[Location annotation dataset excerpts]
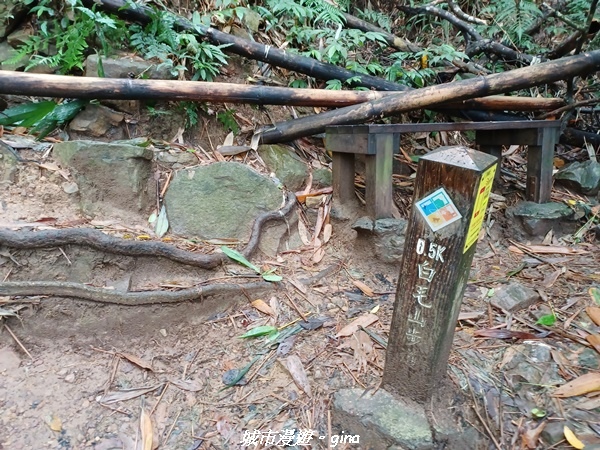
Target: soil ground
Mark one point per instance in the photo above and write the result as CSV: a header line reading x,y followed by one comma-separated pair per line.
x,y
86,375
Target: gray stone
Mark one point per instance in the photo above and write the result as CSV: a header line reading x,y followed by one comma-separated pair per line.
x,y
381,420
127,67
112,179
539,218
514,297
386,236
286,165
582,176
98,122
221,200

• [WHAT YOU WILL DO] Arrange the records above as a two-column CSV with the header input,output. Make one row for each "Target:" line: put that line and the instruction beneath it in the input column, and put the point coordinates that follow in the output column. Quote every field, replace line breaks with spaces, and leave the pictures out.

• [EXERCISE RESULT]
input,output
"Target: soil ground Mark one point per instance in the photo above and write the result as CSV: a header line reading x,y followed by one comma-separated pair per line.","x,y 86,375"
"Target: gray stone Mark one point per instance in the photo above and write the result as CSV: a header line reading x,y followed by one comma-separated pair per line.","x,y 381,420 127,67 112,179 539,218 514,297 386,236 286,165 582,176 98,122 221,200"